*Problem description*: All the data below needs to be retyped exactly as shown.

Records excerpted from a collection
[Start of section]

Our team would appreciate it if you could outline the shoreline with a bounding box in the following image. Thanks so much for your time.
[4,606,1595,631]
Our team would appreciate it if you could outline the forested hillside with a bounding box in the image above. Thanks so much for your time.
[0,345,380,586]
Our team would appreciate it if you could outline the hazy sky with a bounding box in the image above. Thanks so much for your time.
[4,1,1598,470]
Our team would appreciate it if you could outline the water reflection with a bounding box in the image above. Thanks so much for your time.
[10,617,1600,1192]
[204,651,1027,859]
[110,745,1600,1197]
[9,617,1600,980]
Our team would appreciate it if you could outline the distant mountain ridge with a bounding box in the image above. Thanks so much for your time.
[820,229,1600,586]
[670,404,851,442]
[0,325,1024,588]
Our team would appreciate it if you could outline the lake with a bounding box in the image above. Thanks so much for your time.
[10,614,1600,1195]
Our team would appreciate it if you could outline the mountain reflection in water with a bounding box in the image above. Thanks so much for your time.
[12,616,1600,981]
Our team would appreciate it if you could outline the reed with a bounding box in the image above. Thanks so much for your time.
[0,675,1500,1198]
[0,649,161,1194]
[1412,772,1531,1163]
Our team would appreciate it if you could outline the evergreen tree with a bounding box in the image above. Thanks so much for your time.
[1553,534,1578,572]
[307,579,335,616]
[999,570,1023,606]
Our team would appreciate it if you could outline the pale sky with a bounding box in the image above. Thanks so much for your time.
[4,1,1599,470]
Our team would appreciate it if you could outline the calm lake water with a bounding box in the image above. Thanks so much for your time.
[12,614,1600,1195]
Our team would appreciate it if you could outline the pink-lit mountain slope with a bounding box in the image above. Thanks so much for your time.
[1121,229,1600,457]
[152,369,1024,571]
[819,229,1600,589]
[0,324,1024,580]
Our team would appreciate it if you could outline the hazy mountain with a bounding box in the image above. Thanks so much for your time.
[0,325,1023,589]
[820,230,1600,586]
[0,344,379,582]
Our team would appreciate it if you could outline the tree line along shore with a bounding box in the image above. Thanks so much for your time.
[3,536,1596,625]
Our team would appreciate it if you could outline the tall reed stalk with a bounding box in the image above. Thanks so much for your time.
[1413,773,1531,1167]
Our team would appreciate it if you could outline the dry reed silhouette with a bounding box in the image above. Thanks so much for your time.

[End of section]

*Reply*:
Our team would appreciate it if you could outline the shoreline with a bounding box in the following image. Thanks so much for your time.
[4,606,1595,631]
Our team would appreciate it if you could outline the forested hillside with a bounding box in the image above. Thanks so much for your time.
[0,345,380,586]
Our team would appreciate it if you could outline the hazy sky with a bounding box in the image above. Thanks so much for your time.
[4,1,1598,470]
Our team would appreciate it if you could outline the water reflection with a bounding box in the image above. Thanks so much for your time.
[10,617,1600,1192]
[204,651,1027,859]
[110,745,1600,1197]
[9,617,1600,980]
Our team would appreciate it if you could outline the distant mountain ridge with a bounding box in the image above. Thanks so much for your time.
[820,229,1600,586]
[670,404,851,442]
[0,325,1024,588]
Our team would appreciate it if you could outline the lake with a bounding box in the image above. Thanks so much for your time.
[10,614,1600,1195]
Our team would appreciate it if you could outline the mountain reflection in water with a bounding box in the image above. Thanks so much for your time.
[12,616,1600,981]
Our team would appreciate it if you could outline the reed with a bounding box in the image above. Thanks so much for your time.
[0,675,1500,1198]
[0,649,161,1194]
[1412,772,1531,1163]
Our team would appreciate it if you could outline the evergreen tree with a bounding box in the image above. Thanks so much for your time.
[1553,534,1578,572]
[307,579,335,616]
[999,570,1023,606]
Our team would appreciate it if you could outline the pale sky with a bounding box in the image above. Thanks so much for your time.
[4,1,1599,470]
Our team would appreciate it if you could outline the calm lake water with a bounding box in the image above. Thanks so much for your time.
[12,614,1600,1195]
Our team would appreciate it if you could outline the pink-lit mountain slope with a bounding box in the image above. Thanks so much for your time.
[1121,229,1600,457]
[152,369,1024,571]
[819,229,1600,589]
[0,324,1024,580]
Our team would appreciate it if you could outline the hazy mountain with a bounding box in the image above. Thanks so much for your time.
[0,325,1023,589]
[820,230,1600,586]
[0,344,379,582]
Our team would appreciate it if you could outline the tree line along shore with a bounding box in the image above. Thanks so much for your time.
[3,536,1596,625]
Our team would appreciate it if you could outline the tall reed stalk with a bounding box in the image above. Thanks so much for your time.
[1413,773,1531,1167]
Our team would appreciate it if you could outline the dry reed silhouette with a bounding box in the image above. Thanks so much for your time.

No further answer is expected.